Pointing and labeling entries
┄┄┄┄┄┄┄┄┄┄┄┄┄┄┄┄┄┄┄┄
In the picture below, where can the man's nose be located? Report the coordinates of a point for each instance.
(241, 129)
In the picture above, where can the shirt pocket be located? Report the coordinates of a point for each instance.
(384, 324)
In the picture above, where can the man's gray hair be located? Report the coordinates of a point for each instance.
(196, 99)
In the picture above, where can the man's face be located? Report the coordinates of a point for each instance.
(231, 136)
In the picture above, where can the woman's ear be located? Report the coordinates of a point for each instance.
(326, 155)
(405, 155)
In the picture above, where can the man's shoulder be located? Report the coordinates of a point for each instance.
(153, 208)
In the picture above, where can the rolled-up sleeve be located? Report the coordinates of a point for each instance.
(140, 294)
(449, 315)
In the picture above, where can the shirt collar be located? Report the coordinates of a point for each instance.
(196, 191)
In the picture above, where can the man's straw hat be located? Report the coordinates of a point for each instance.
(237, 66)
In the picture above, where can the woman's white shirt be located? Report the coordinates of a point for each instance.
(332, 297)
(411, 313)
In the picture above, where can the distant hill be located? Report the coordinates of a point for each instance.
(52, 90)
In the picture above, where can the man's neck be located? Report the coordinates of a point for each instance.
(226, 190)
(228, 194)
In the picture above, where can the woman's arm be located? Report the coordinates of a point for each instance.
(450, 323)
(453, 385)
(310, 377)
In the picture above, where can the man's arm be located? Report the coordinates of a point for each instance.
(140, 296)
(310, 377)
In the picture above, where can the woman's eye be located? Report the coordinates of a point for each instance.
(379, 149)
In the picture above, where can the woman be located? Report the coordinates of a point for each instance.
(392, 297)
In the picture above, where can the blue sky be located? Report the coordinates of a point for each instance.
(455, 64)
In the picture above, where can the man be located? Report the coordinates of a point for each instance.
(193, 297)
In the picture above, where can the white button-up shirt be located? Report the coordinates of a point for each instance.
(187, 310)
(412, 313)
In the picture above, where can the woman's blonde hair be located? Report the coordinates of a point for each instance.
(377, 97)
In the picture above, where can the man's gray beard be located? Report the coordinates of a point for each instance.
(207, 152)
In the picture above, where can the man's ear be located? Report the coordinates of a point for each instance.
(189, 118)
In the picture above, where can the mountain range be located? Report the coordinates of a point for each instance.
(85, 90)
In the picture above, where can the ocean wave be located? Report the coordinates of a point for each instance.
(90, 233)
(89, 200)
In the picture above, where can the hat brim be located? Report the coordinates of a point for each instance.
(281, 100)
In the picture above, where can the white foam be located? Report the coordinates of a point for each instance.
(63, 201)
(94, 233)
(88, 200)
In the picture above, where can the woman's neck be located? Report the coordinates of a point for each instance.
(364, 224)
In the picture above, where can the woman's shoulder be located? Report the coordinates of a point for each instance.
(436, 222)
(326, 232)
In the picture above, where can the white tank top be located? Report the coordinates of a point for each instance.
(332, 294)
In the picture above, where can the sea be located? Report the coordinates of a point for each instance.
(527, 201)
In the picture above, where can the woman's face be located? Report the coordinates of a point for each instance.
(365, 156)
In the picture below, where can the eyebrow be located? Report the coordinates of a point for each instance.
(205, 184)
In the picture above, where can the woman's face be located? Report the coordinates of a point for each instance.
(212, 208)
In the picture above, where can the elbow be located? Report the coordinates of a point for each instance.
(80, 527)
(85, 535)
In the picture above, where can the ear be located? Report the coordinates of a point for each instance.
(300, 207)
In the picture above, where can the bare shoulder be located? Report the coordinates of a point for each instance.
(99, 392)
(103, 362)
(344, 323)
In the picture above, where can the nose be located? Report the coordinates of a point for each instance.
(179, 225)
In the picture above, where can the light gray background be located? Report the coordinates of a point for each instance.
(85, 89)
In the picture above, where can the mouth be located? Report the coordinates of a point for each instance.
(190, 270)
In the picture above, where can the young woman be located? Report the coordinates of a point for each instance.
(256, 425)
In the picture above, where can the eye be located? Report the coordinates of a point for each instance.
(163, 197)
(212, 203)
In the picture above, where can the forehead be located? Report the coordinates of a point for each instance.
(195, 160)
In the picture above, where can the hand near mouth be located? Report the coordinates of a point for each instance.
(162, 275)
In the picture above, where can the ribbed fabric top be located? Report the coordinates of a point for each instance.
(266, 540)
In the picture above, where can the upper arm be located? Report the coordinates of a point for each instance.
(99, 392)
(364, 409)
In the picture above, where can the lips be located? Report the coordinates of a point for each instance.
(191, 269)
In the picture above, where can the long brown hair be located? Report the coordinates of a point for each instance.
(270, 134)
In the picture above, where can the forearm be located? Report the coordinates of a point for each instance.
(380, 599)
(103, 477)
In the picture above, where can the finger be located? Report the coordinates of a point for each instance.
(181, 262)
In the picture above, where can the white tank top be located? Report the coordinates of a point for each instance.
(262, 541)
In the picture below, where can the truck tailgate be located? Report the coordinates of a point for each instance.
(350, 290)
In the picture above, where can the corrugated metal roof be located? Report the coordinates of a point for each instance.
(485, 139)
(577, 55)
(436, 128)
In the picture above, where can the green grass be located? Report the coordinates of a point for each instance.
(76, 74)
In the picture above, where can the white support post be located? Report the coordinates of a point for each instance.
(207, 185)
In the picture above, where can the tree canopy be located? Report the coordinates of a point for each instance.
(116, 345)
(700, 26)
┄┄┄┄┄┄┄┄┄┄┄┄┄┄┄┄┄┄┄┄
Required task: Above are some records; extract every one of them exactly.

Reply:
In the picture below, where can the man's nose be located? Report the coordinates of a point for each instance.
(241, 129)
In the picture above, where can the shirt pocket be located? Report the coordinates of a point for each instance.
(384, 324)
In the picture above, where can the man's gray hair be located? Report the coordinates of a point for each instance.
(196, 99)
In the picture above, where can the man's face be located? Report the coordinates of a point for each instance.
(231, 136)
In the picture above, where can the woman's ear be located? Report the coordinates of a point for each instance.
(326, 155)
(405, 155)
In the picture above, where can the man's shoulder be located? Report the coordinates of a point for each instance.
(153, 208)
In the picture above, where can the rolled-up sleeve be located? Report the coordinates of a point for each instance.
(140, 294)
(449, 315)
In the picture above, where can the shirt collar be located? Report the coordinates of a point for each instance.
(196, 191)
In the picture above, where can the man's straw hat be located? Report the coordinates of a point for each instance.
(237, 66)
In the picture above, where can the woman's white shirt be located? Report the coordinates of a point for each instance.
(332, 297)
(411, 313)
In the picture above, where can the distant hill be located? Report the coordinates of a point for each instance.
(52, 90)
In the picture above, where can the man's neck be located? Report the coordinates of a point for each instance.
(226, 190)
(228, 194)
In the picture above, where can the woman's arm be located? Report the coordinates of a point for each instance.
(450, 323)
(453, 385)
(310, 377)
In the picture above, where can the man's arm be located? Report the coordinates of a point for each instance.
(140, 296)
(310, 377)
In the picture above, where can the woman's eye be located? Report the coordinates of a point for each instance.
(379, 149)
In the picture above, where can the woman be located? Report the coordinates of a point for each instance.
(392, 297)
In the picture above, where can the blue sky be located? Report the coordinates of a point for each instance.
(455, 64)
In the picture above, where can the man be located? Report the coordinates of a point for each instance.
(193, 297)
In the picture above, where can the white button-up shirt be located? Report the coordinates of a point for each instance.
(187, 310)
(412, 313)
In the picture above, where can the woman's blonde hair be located? Report the coordinates of a point for each instance.
(377, 97)
In the picture above, where can the man's gray beard be located? Report the coordinates of a point for each instance.
(207, 152)
In the picture above, where can the man's ear be located? Report the coordinates of a point for each instance.
(189, 118)
In the picture above, where can the mountain range be located? Report the coordinates of a point for each instance.
(85, 90)
In the picture above, where can the ocean wave be located? Report the coordinates of a point for each instance.
(90, 233)
(89, 200)
In the picture above, where can the hat brim be located? Report the coordinates of a point for each instance.
(281, 100)
In the picture above, where can the white foam be located? Report the coordinates of a point for each instance.
(63, 201)
(94, 233)
(88, 200)
In the picture above, where can the woman's neck be located? Report the coordinates of a point for each instance.
(364, 224)
In the picture above, where can the woman's shoulder be located? Report the coordinates of a point for each instance.
(436, 222)
(326, 232)
In the picture above, where can the white tank top be located? Report the coordinates of a point for each instance.
(332, 294)
In the picture above, where can the sea be located? Report the coordinates of a point for each instance.
(527, 201)
In the picture above, where can the woman's face be located? Report the coordinates of a point for each instance.
(365, 156)
In the picture below, where can the eyebrow be located? Report the coordinates of a point for each instance.
(205, 184)
In the picture above, where can the woman's face be located? Report the coordinates of a point for each instance.
(212, 208)
In the picture above, where can the elbow be located? Report the coordinates of a point for each instance.
(80, 527)
(85, 535)
In the picture above, where can the ear be located? Report the coordinates of a point for each instance.
(300, 207)
In the picture above, where can the bare shoulder be located? Report the coordinates of a point for each instance.
(99, 392)
(103, 362)
(344, 323)
In the picture above, where can the nose be located? Report the coordinates of a point for each instance.
(179, 225)
In the picture above, where can the light gray background be located? Report the coordinates of a point for each instance.
(85, 89)
In the picture above, where can the mouth be located? Report the coordinates of a point for each instance.
(190, 270)
In the picture above, where can the young woman be located? Report the coordinates of a point for each instance.
(256, 425)
In the picture above, where can the eye be located? Report the coordinates of a point for each instance.
(163, 197)
(212, 203)
In the picture above, where can the forehead be located? Report the coordinates of a point for each instance.
(195, 160)
In the picture above, where can the hand near mouth be located? Report the coordinates of a point for each instance.
(162, 275)
In the picture above, where can the ribbed fabric top be located? Report the coordinates of a point for each instance.
(266, 540)
In the picture above, where can the upper arm be located? Report the coordinates of a point for each instance.
(99, 392)
(364, 409)
In the picture above, where can the lips be located? Report the coordinates of a point for each instance.
(191, 269)
In the picture above, where can the long brown hair be located? Report the coordinates of a point for each instance.
(270, 134)
In the picture above, where can the forearm be located? Report the coordinates of a point for each instance.
(380, 599)
(103, 477)
In the picture above, where can the finger be located? Report the coordinates of a point for each instance.
(181, 262)
In the picture above, where can the white tank top be located? Report the coordinates of a point for each instance.
(262, 541)
In the picture below, where can the truck tailgate be located? Report the coordinates of a point for each instance.
(350, 290)
In the picture above, where can the corrugated metal roof be located? Report the coordinates of a point for each instance.
(485, 139)
(577, 55)
(436, 128)
In the picture above, where can the green grass be located? Report the coordinates of a point for each instance.
(76, 74)
In the picture above, where can the white support post be located? Report the coordinates of a point for each instance.
(207, 185)
In the picture above, where can the tree canopy be located? Report the coordinates of a point for each instance.
(116, 345)
(700, 26)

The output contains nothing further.